● Your goal
Update the excerpt on addiction recovery from the section starting at "It has taken" and ending at "all but gone.", replacing "meds" with "medications".

● Excerpted text
• • • •
Over the next several years, my wife and I would achieve a level of success I never thought possible. My drinking and drugging kept getting worse. I could not understand why I was spiraling out of control. After an affair I had in 2004, I once again reached out for help. This time I was referred to Deborah Mients-Pierson by a friend. I did not hesitate to call her. Deborah worked with me starting in 2005 for five years, twice a week and I still see her about once every three months just as a check in. She helped me work through all my issues around my abuse, low self-esteem, low-self-worth, lack of confidence and so much more. She helped me gain the confidence and hope I needed to move forward in my life.
It has taken a lot to fix myself. My therapist, even the ones I abandoned and didn’t care for, as well as Deborah, taught me more about life and spirituality than anyone had before her, played an essential part in my healing. Without each of them, I would not be where or who I am today. I am also very grateful for my psychiatrist who has been patient with me and kept me from going crazy. Today I am only on two meds when I use to be on four. I have tried to get off of these last two with no success and I am okay with that. Sometimes it comes down to a quality of life choice. Today I can say that my depression for the most part is all but gone.
• • • •
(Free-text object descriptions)
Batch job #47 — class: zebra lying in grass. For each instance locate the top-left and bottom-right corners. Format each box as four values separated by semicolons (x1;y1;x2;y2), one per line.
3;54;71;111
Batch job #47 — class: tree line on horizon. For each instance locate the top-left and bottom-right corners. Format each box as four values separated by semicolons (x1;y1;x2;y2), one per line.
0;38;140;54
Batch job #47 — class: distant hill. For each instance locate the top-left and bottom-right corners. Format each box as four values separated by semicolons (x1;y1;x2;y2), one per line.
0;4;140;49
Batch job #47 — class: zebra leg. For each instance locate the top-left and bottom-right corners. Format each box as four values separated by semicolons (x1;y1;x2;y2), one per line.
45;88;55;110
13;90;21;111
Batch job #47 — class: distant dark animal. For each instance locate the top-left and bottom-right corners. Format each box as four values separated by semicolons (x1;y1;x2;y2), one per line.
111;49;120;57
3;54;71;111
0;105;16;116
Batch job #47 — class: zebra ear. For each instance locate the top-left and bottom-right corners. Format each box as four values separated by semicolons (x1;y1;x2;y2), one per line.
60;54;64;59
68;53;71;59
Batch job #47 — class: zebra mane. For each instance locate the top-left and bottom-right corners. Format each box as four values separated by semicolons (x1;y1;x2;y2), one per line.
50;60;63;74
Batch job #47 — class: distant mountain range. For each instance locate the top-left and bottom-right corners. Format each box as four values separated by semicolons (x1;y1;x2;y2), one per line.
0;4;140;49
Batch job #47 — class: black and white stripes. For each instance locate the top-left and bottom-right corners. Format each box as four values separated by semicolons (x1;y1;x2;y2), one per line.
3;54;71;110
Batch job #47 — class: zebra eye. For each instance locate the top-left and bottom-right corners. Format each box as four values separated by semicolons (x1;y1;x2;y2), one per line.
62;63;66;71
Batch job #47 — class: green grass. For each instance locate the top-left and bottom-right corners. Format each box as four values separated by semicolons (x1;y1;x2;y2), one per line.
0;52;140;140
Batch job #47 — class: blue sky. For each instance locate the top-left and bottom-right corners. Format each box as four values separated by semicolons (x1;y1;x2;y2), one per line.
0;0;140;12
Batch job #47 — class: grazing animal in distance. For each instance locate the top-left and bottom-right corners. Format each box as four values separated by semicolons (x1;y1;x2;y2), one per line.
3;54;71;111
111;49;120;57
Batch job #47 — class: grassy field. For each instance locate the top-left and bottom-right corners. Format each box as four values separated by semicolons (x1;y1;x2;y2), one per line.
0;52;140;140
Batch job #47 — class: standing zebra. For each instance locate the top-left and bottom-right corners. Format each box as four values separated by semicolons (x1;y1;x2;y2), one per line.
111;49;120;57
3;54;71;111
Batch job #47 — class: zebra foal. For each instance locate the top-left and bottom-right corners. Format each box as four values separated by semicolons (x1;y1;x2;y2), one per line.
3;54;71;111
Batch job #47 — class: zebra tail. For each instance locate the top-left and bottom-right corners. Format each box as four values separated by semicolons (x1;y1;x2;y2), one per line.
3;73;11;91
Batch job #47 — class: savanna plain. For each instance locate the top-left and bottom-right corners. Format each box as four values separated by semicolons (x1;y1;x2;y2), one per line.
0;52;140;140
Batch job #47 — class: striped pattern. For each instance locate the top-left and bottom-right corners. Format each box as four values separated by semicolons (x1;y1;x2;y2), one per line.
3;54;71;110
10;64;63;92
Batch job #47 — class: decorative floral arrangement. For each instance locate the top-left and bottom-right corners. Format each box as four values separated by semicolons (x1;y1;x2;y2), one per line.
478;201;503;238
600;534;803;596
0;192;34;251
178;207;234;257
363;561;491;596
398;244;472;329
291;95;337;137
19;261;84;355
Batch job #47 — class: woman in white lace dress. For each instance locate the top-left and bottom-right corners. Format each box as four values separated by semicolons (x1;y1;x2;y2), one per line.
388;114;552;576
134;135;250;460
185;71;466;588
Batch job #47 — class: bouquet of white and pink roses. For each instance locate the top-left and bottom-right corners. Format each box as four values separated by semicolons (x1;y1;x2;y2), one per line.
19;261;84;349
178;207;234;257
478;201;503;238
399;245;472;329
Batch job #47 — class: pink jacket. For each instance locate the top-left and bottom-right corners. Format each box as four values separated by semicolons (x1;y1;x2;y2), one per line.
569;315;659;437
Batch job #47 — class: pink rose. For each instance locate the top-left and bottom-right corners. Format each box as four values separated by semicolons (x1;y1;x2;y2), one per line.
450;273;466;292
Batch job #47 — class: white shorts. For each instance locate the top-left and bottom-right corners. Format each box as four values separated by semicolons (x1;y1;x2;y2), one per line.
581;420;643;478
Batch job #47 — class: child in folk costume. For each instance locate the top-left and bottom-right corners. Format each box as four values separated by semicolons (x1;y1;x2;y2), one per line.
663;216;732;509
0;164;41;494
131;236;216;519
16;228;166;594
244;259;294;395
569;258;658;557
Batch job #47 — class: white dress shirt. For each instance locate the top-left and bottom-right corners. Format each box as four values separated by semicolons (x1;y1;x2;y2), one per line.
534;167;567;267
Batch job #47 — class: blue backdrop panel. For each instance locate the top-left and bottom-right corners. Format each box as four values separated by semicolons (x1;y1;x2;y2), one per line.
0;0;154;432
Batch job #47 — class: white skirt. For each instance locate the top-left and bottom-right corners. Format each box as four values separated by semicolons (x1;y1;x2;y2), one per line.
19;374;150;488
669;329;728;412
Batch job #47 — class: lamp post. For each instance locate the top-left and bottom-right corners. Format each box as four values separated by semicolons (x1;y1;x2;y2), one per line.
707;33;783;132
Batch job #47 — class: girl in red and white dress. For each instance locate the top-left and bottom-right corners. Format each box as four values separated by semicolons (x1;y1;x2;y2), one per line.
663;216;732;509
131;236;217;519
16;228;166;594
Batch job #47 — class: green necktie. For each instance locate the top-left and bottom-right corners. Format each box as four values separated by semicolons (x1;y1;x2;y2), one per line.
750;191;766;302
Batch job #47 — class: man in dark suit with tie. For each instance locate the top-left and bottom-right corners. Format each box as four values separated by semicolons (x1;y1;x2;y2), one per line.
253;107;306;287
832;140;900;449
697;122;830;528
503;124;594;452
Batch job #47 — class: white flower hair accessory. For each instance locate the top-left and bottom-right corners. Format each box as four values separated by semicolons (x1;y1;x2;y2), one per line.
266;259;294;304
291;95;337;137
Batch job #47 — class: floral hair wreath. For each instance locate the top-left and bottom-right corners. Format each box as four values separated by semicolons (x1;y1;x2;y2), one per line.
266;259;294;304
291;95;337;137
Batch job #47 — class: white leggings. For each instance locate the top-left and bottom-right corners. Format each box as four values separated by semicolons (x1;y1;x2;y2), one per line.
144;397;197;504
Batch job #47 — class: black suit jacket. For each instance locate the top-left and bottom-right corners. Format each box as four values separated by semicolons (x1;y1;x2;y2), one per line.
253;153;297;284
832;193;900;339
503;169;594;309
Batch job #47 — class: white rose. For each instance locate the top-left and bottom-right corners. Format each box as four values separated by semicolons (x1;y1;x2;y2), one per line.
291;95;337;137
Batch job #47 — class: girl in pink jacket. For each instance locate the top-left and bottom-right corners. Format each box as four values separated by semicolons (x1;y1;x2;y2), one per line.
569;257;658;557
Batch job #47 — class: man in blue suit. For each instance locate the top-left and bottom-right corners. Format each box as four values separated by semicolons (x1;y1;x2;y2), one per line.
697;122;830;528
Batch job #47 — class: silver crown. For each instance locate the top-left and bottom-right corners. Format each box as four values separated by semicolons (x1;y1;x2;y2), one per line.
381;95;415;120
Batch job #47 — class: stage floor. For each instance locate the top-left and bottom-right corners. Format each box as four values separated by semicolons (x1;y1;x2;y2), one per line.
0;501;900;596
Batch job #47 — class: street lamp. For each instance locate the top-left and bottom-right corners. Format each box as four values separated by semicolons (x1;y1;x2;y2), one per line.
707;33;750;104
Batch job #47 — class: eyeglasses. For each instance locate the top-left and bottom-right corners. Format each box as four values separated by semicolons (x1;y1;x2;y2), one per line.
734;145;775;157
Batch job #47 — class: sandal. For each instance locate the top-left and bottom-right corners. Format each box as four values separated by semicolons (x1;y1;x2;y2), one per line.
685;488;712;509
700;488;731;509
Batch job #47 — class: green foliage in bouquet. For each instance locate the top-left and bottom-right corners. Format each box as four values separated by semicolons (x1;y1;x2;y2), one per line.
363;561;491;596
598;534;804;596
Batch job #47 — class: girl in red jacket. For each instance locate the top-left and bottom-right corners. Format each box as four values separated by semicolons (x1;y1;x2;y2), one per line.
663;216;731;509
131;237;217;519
• • • •
● Output of the task
It has taken a lot to fix myself. My therapist, even the ones I abandoned and didn’t care for, as well as Deborah, taught me more about life and spirituality than anyone had before her, played an essential part in my healing. Without each of them, I would not be where or who I am today. I am also very grateful for my psychiatrist who has been patient with me and kept me from going crazy. Today I am only on two medications when I use to be on four. I have tried to get off of these last two with no success and I am okay with that. Sometimes it comes down to a quality of life choice. Today I can say that my depression for the most part is all but gone.